▶ PARTES DO EXERCÍCIO:
a. Transforme em lista o parágrafo do trecho iniciado por “A resposta, infelizmente”, preservando seus fatos principais.
b. Segundo o trecho, qual é o nome da tendência de insistir em algo por causa do tempo, do dinheiro ou do esforço já investidos no passado?

▶ TRECHO:
Quarta, 01 Mai 2024

Jan Luiz Leonardi* Psicólogo, com doutorado em psicologia clínica pela USP. Coordena o Clube de Excelência em Psicologia Baseada em Evidências e divulga conteúdo relacionado à psicologia todos os dias em sua conta no Instagram (@janleonardi).

"Saúde em primeiro lugar!" é um ditado que atravessa muitas gerações. Provavelmente, todo e qualquer indivíduo que procura um médico, psicólogo, fisioterapeuta ou nutricionista quer receber o que há de melhor para resolver seu problema e melhorar sua qualidade de vida. A grande questão, muitas vezes negligenciada, é: quais são as melhores estratégias de prevenção e de tratamento que existem?

A resposta, infelizmente, é mais intrincada do que gostaríamos. A produção científica é vasta e cresce em ritmo acelerado. Mais de 1 milhão de artigos são acrescentados todo ano ao PubMed (o principal indexador de pesquisas biomédicas), e parte considerável dessas publicações são irrelevantes por causa de falhas metodológicas significativas. Além disso, muitos profissionais confiam excessivamente em suas experiências pessoais e negligenciam a literatura científica. Para piorar, a área da saúde está saturada de opções pseudocientíficas, como homeopatia, reiki, constelação familiar, psicanálise, programação neurolinguística, ventosaterapia e dieta baseada em tipos sanguíneos, para mencionar apenas algumas delas.

A solução para esse cenário caótico reside na Prática Baseada em Evidências (PBE), que pode ser definida como “o processo individualizado de tomada de decisão clínica que ocorre por meio da integração da melhor evidência disponível à perícia clínica no contexto das particularidades do paciente”. O que isso significa?

“Melhor evidência disponível” deixa claro que nem toda informação científica tem o mesmo grau de confiabilidade. Algumas pesquisas são mais precisas do que outras. O profissional que atua com PBE separa o joio do trigo e fundamenta sua atuação apenas em ciência de verdade. A “perícia clínica” refere-se ao conjunto de habilidades que um profissional de saúde desenvolve durante sua formação e prática. Engloba o aprendizado na universidade, pós-graduação, treinamentos, congressos e experiência prática, além do estudo de publicações científicas. As particularidades do paciente abarcam os objetivos, crenças, condição socioeconômica e apresentação clínica, entre outros. Em poucas palavras, com a PBE, o profissional adapta as evidências científicas às necessidades individuais de cada paciente.

Parece óbvio, não é? Em um mundo ideal, toda conduta clínica é embasada em evidências científicas. Porém, nem todos os profissionais da saúde estão familiarizados com a PBE e, entre os que a conhecem, muitos resistem em adotá-la. Há diversas razões para isso. Vou abordar algumas delas. Imagine um médico que investiu anos de estudo e uma quantia significativa de dinheiro em uma técnica específica. Ainda que as pesquisas mostrem que há métodos mais eficazes disponíveis, esse profissional pode se sentir compelido a continuar fazendo mais do mesmo, simplesmente porque já fez um investimento substancial naquilo. Este fenômeno é chamado de viés do custo afundado, que expressa a tendência de insistir em algo por conta do tempo, dinheiro ou esforço que já foi investido no passado.

▶ DADOS PARA ANÁLISE:

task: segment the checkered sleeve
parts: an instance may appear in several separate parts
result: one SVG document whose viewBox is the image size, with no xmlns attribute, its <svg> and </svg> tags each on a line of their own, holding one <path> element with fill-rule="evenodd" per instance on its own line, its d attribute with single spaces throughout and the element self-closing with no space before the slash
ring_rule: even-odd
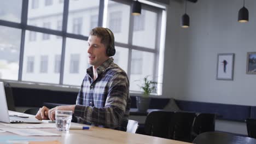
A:
<svg viewBox="0 0 256 144">
<path fill-rule="evenodd" d="M 109 82 L 104 107 L 76 105 L 74 116 L 96 125 L 115 128 L 120 127 L 126 111 L 129 93 L 128 78 L 123 72 L 116 73 Z"/>
</svg>

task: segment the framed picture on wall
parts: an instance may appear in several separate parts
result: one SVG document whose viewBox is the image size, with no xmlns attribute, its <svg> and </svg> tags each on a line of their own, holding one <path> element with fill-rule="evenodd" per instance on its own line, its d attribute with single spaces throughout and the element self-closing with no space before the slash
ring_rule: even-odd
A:
<svg viewBox="0 0 256 144">
<path fill-rule="evenodd" d="M 256 52 L 247 52 L 246 74 L 256 74 Z"/>
<path fill-rule="evenodd" d="M 218 53 L 217 80 L 233 80 L 234 53 Z"/>
</svg>

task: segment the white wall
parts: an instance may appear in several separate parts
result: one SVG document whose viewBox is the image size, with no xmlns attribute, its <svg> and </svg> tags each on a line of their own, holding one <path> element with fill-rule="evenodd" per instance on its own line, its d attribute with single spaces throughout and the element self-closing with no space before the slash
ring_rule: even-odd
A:
<svg viewBox="0 0 256 144">
<path fill-rule="evenodd" d="M 240 0 L 188 2 L 190 27 L 180 27 L 183 1 L 168 8 L 164 97 L 243 105 L 256 105 L 255 75 L 246 74 L 247 52 L 256 51 L 256 1 L 246 1 L 249 21 L 237 22 Z M 234 80 L 217 80 L 218 53 L 234 53 Z M 247 134 L 245 123 L 217 121 L 216 129 Z"/>
<path fill-rule="evenodd" d="M 183 29 L 179 22 L 184 11 L 184 4 L 170 1 L 163 96 L 256 105 L 256 75 L 246 72 L 247 52 L 256 51 L 256 2 L 246 1 L 249 12 L 249 21 L 246 23 L 237 22 L 238 11 L 242 4 L 240 0 L 188 2 L 190 27 Z M 216 80 L 218 53 L 235 53 L 233 81 Z"/>
</svg>

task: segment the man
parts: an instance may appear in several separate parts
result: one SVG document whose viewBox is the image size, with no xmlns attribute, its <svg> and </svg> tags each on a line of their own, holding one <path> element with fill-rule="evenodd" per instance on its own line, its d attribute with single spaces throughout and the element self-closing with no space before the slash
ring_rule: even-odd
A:
<svg viewBox="0 0 256 144">
<path fill-rule="evenodd" d="M 96 27 L 88 39 L 87 69 L 76 105 L 40 108 L 36 118 L 55 120 L 56 110 L 71 110 L 77 122 L 125 130 L 131 99 L 125 72 L 110 57 L 115 53 L 114 37 L 108 28 Z"/>
</svg>

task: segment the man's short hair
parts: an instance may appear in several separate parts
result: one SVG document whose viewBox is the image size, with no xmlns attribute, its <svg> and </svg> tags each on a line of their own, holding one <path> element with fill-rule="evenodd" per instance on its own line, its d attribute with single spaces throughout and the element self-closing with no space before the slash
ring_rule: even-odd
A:
<svg viewBox="0 0 256 144">
<path fill-rule="evenodd" d="M 101 43 L 106 48 L 108 48 L 110 45 L 109 34 L 103 27 L 95 27 L 90 32 L 90 35 L 95 35 L 101 38 Z"/>
</svg>

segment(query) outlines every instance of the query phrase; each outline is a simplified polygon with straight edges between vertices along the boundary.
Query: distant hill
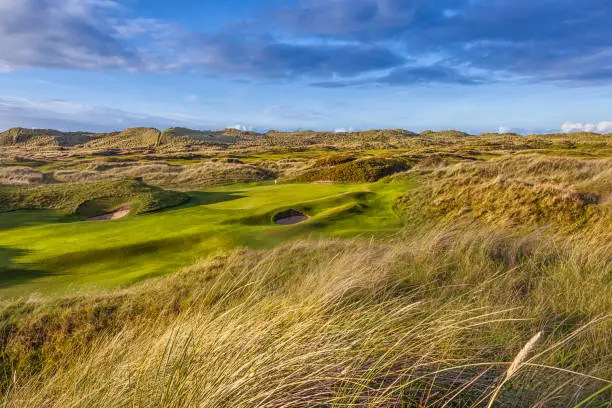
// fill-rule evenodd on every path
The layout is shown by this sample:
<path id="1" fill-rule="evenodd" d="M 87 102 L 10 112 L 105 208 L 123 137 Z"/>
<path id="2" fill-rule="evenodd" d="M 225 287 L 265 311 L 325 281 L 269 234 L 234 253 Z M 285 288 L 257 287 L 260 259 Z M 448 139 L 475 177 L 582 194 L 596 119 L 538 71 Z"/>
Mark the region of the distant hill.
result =
<path id="1" fill-rule="evenodd" d="M 163 143 L 162 132 L 155 128 L 138 127 L 114 132 L 87 144 L 89 148 L 130 149 L 139 147 L 155 147 Z"/>
<path id="2" fill-rule="evenodd" d="M 0 133 L 0 146 L 76 146 L 101 138 L 104 134 L 60 132 L 53 129 L 12 128 Z"/>
<path id="3" fill-rule="evenodd" d="M 163 134 L 169 138 L 187 138 L 208 143 L 233 144 L 249 133 L 236 129 L 195 130 L 184 127 L 172 127 L 164 130 Z"/>

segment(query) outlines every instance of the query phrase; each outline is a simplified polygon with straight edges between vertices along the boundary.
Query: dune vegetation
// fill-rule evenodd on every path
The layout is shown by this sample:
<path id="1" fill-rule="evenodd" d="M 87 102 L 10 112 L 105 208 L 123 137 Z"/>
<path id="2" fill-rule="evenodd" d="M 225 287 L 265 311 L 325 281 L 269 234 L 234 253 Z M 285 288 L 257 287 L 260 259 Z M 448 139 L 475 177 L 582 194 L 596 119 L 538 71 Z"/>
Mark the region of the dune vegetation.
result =
<path id="1" fill-rule="evenodd" d="M 5 406 L 612 404 L 611 135 L 3 135 Z"/>

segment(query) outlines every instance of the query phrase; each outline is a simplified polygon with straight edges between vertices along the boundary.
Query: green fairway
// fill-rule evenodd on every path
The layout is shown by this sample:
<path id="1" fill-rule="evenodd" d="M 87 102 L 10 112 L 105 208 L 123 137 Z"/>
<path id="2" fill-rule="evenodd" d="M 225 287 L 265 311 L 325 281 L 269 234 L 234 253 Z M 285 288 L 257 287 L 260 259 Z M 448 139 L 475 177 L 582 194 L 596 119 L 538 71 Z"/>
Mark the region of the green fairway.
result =
<path id="1" fill-rule="evenodd" d="M 385 235 L 409 182 L 243 185 L 190 193 L 180 207 L 106 222 L 48 210 L 0 215 L 0 298 L 125 286 L 174 272 L 216 251 L 270 247 L 295 237 Z M 280 226 L 298 208 L 311 219 Z"/>

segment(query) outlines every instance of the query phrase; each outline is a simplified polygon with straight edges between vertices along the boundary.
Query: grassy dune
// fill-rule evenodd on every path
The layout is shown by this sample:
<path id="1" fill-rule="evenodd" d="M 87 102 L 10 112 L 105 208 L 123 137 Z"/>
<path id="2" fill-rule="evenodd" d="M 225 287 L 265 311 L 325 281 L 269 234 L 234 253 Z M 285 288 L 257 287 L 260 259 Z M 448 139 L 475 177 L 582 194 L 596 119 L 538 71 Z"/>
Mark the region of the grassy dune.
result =
<path id="1" fill-rule="evenodd" d="M 23 147 L 0 167 L 5 406 L 608 407 L 611 145 L 177 128 Z M 288 210 L 309 218 L 276 225 Z"/>
<path id="2" fill-rule="evenodd" d="M 472 406 L 542 332 L 499 406 L 578 404 L 610 376 L 605 252 L 553 242 L 465 226 L 295 242 L 125 291 L 9 303 L 5 382 L 20 379 L 7 401 Z"/>

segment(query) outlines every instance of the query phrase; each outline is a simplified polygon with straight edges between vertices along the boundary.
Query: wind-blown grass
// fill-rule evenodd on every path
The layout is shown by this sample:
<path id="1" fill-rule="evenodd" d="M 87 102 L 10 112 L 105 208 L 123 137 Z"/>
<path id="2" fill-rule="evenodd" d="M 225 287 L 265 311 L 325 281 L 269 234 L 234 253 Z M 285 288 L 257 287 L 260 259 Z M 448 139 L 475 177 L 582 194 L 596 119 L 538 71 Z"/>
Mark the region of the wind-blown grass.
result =
<path id="1" fill-rule="evenodd" d="M 465 232 L 239 250 L 122 292 L 6 304 L 7 402 L 476 406 L 497 387 L 500 406 L 569 406 L 606 386 L 610 300 L 580 285 L 605 281 L 609 248 Z"/>

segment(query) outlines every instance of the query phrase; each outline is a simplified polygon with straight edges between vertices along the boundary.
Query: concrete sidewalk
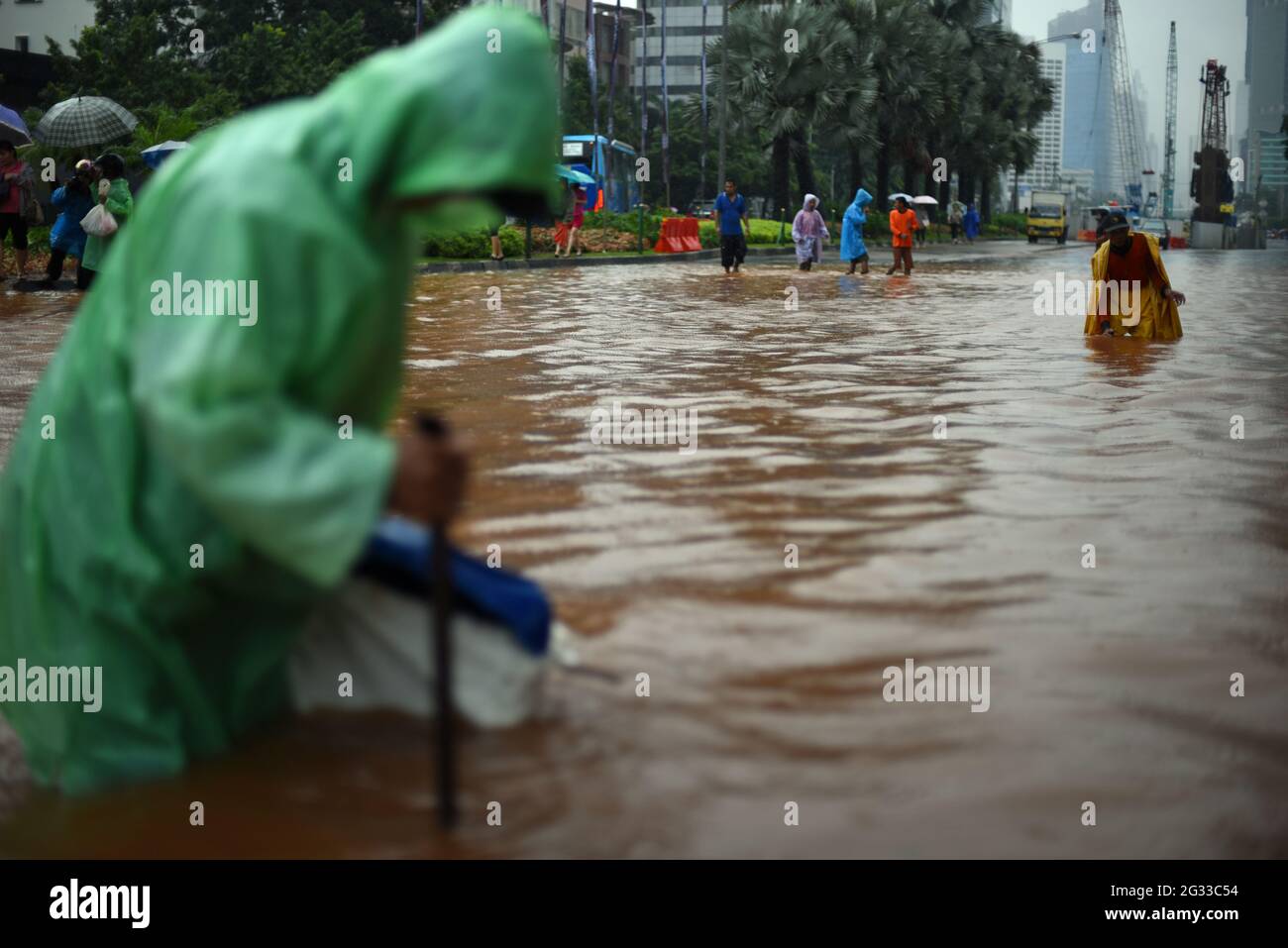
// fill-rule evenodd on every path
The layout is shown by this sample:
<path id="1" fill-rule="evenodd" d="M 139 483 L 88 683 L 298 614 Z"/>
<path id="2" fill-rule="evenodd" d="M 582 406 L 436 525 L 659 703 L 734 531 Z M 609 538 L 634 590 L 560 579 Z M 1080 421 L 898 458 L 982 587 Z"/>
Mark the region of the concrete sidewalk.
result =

▶ LISTA DE RESPOSTAS:
a.
- A resposta é mais complicada do que se gostaria.
- A produção científica é vasta e cresce rapidamente: mais de 1 milhão de artigos entram no PubMed a cada ano, e boa parte deles é irrelevante por falhas metodológicas significativas.
- Muitos profissionais confiam demais em sua experiência pessoal e negligenciam a literatura científica.
- A área da saúde está saturada de opções pseudocientíficas, como homeopatia, reiki, constelação familiar, psicanálise, programação neurolinguística, ventosaterapia e dieta baseada em tipos sanguíneos.

b. Viés do custo afundado.